Here is the poem in full:
I went to the Garden of Love,
And saw what I never had seen:
A Chapel was built in the midst,
Where I used to play on the green.
And the gates of this Chapel were shut,
And 'Thou shalt not' writ over the door;
So I turn'd to the Garden of Love,
That so many sweet flowers bore.
And I saw it was filled with graves,
And tomb-stones where flowers should be:
And Priests in black gowns, were walking their rounds,
And binding with briars, my joys & desires.
In all three texts: the Sufi proverb, Blake’s The Garden of Love, and the totalitarian world of 1984, we see the same systemic repression of natural human impulses by tyrannical regimes who are ‘binding with briars, my joys and desires’. In oppressive systems, desire becomes an act of rebellion because it threatens the control that regimes seek to impose over every aspect of human life. In Gilead, passion and desire are treated as attacks against the regime. Which is why when Offred fantasises about Nick, she describes an encounter with him as dangerously explosive: "It would be like shouting, it would be like shooting someone". Love and intimacy, which should be natural human impulses, are so heavily policed that they become radical acts of defiance.

**The data**
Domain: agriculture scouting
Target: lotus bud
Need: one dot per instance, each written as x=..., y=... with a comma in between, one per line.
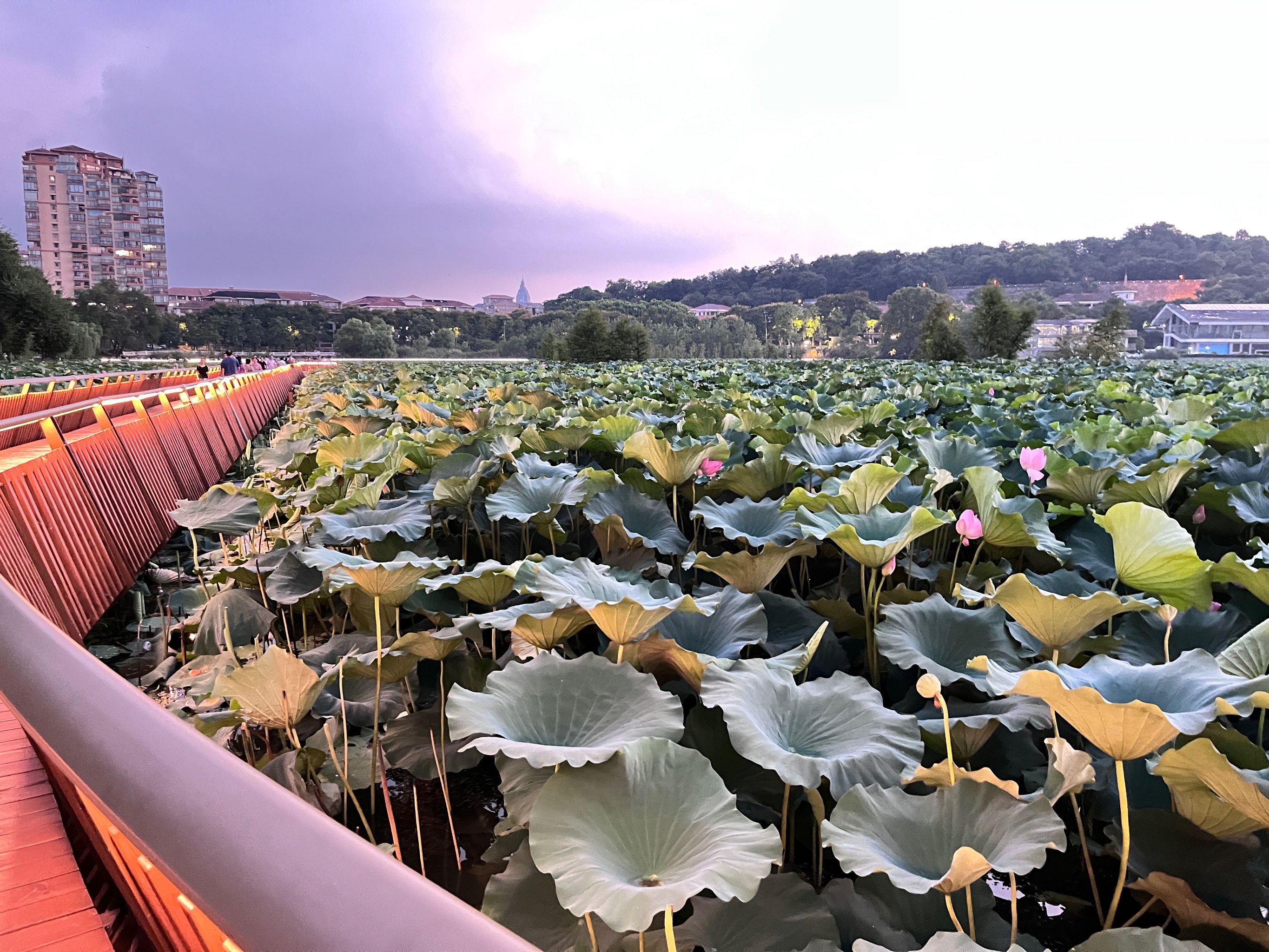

**Instructions to follow**
Using the text on Blake's The Garden of Love, decide whether each statement agrees with it, answering yes or no and quoting the deciding words. 1. The speaker finds the gates of the Chapel open. 2. The Priests in the poem wear black gowns. 3. The commentary states that in Gilead passion and desire are treated as attacks against the regime.

**Answer space**
1. No: "And the gates of this Chapel were shut,"
2. Yes: "And Priests in black gowns, were walking their rounds,"
3. Yes: "In Gilead, passion and desire are treated as attacks against the regime."